Object position labeling entries
*****
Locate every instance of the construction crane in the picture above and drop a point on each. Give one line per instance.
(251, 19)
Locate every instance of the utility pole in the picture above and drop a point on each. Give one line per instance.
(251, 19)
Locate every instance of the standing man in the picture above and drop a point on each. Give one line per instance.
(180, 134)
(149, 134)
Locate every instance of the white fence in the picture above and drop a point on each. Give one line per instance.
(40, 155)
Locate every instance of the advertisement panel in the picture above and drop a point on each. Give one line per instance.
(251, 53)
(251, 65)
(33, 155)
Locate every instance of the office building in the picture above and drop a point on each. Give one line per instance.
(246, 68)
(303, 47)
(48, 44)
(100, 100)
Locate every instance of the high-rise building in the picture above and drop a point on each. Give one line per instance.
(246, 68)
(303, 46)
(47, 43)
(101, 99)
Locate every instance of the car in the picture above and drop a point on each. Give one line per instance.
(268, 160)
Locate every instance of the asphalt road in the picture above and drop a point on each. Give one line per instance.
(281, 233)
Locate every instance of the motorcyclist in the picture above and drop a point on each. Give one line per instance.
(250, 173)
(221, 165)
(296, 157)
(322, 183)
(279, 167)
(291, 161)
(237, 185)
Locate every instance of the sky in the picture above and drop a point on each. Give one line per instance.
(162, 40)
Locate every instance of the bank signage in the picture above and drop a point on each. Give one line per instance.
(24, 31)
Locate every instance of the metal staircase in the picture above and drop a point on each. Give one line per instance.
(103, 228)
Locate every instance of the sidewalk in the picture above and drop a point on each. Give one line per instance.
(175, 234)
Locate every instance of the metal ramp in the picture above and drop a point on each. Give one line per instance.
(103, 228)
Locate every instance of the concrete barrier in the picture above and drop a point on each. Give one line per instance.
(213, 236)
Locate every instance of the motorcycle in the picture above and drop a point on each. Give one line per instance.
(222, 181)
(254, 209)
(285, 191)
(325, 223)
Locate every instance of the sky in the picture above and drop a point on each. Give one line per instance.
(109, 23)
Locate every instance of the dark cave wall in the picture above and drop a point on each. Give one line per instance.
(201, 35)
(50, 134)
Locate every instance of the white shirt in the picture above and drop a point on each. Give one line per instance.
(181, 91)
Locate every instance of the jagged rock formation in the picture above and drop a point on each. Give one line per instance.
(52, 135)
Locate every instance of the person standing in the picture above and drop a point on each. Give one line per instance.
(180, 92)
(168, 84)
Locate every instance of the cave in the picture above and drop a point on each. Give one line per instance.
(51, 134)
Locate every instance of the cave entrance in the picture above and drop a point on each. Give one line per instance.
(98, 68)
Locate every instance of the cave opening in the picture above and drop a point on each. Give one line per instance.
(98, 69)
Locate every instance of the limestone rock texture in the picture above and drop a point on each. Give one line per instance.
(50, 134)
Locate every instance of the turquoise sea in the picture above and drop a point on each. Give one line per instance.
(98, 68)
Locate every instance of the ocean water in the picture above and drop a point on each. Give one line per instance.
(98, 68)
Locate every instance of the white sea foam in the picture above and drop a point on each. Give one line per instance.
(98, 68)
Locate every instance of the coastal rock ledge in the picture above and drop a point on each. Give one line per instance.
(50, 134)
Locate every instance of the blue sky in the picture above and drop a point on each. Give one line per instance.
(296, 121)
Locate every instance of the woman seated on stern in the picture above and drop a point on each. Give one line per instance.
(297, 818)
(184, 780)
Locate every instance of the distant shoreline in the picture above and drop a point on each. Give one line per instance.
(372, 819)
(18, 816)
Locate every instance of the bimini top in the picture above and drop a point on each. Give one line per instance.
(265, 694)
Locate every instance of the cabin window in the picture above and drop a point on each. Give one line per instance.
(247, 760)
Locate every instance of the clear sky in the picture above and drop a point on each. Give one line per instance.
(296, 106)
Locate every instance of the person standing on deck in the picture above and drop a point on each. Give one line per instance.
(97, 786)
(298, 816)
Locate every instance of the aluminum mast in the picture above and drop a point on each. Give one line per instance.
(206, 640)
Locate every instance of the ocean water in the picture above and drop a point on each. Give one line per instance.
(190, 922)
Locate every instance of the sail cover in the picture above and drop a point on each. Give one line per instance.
*****
Write out all the entries exactly.

§ **ANSWER FOR THE TASK**:
Locate every instance of the construction crane in the picture above and drop a point on each. Give one line per instance.
(251, 19)
Locate every instance of the utility pole in the picture above and drop a point on each. Give one line per instance.
(251, 19)
Locate every instance of the standing man in the picture above and drop a point on each. Give one line per instance.
(180, 134)
(149, 134)
Locate every instance of the white fence in the picture above and drop a point on each. Give one line per instance.
(40, 155)
Locate every instance of the advertisement panel in the picture above and drop a point on each. Give one line per instance.
(251, 53)
(251, 65)
(33, 155)
Locate every instance of the office building in the picture above and drop a point on each. Give one line per instance.
(246, 68)
(303, 47)
(48, 44)
(100, 100)
Locate every instance of the high-rise building in the picture above and drop a point on each. Give one line per instance.
(246, 68)
(303, 46)
(47, 43)
(101, 99)
Locate every instance of the car in the picture above and drop a point on each. Give one line per instance.
(268, 160)
Locate every instance of the asphalt road in the picture above and drop a point on each. Give one line per instance.
(281, 233)
Locate every instance of the motorcyclist in the picture above and drop a point on each. Give one line per instance.
(250, 173)
(221, 165)
(296, 157)
(322, 183)
(279, 167)
(291, 161)
(237, 185)
Locate every instance of the sky in the picture above and drop a point on each. Give one line per instance.
(162, 40)
Locate every instance of the bank signage in the picture above and drop a point on each. Give one line per instance.
(24, 31)
Locate every instance of the metal staircase in the picture above and drop a point on each. Give one line per instance.
(103, 228)
Locate every instance of the sidewalk in the picture above and drop a point on each. Give one line per instance.
(175, 234)
Locate every instance of the metal ramp in the picture above and drop a point on each. Give one line per instance.
(103, 228)
Locate every instance of the concrete barrier in the picture above and drop a point on each. Give one line per instance.
(213, 236)
Locate every instance of the motorcycle in the picture above and drop a point on each. Give one line per instance.
(222, 181)
(254, 209)
(285, 191)
(325, 223)
Locate every instance of the sky in the picture above and drop a point on each. Give one line per instance.
(109, 23)
Locate every instance of the dark cave wall in the picture above and drop a point on each. Give one line per instance.
(201, 35)
(50, 134)
Locate every instance of the white shirt in the picture above and drop a point on each. Give one line per instance.
(181, 91)
Locate every instance of the jagged rock formation in the picture above and drop a point on each. Give one line per instance.
(52, 135)
Locate every instance of the person standing in the picture above and drop a point on each. Give one line per instance.
(180, 92)
(168, 84)
Locate every instance of the cave in the picture above and drop a point on each. Give one line per instance.
(51, 134)
Locate every instance of the cave entrance in the picture above and drop a point on each. Give one line per instance.
(98, 68)
Locate every instance of the cave opening in the picture above and drop a point on each. Give one line per instance.
(98, 69)
Locate every instance of the limestone rock texture in the picture above and drop a point on each. Give one line per instance.
(50, 134)
Locate every instance of the turquoise sea in the picture above and drop a point on each. Give one line per instance.
(98, 68)
Locate every instance of the ocean water in the picture above and drop a point on each. Give one line per instance.
(98, 68)
Locate every instance of the white sea foam in the picture above and drop a point on each. Give one line per instance.
(98, 68)
Locate every instance of the coastal rock ledge in the picture above and drop a point on each. Give one line per instance.
(50, 134)
Locate every instance of the blue sky in the picture above and drop a point on each. Give one line per instance.
(296, 121)
Locate every instance of the woman seated on stern in the picture above and drop a point on each. Give one line per instance.
(297, 818)
(184, 780)
Locate every instance of the distant shoreline in the picture above and drop a point on each. Give one line per instance.
(372, 819)
(18, 816)
Locate every instance of the bimini top in the picture above and drop a point on each. Give one line per instance.
(265, 694)
Locate every instance of the cabin window in the picture above and drop a point on each. Give one line per instance.
(247, 760)
Locate every instance of the clear sky in the picture above and drop a point on each. Give one line per instance.
(296, 106)
Locate every instance of the person standing on deck in the picture above and drop a point on each. Give one line per instance.
(97, 786)
(298, 816)
Locate every instance of the aluminum mast in the picture above and drop a point on each. Give one line per instance.
(206, 640)
Locate every instance of the ocean water in the picture above and drop a point on each. Give one line per instance.
(190, 922)
Locate every instance of the sail cover in the picture above and drop a point on each. Give one line per instance.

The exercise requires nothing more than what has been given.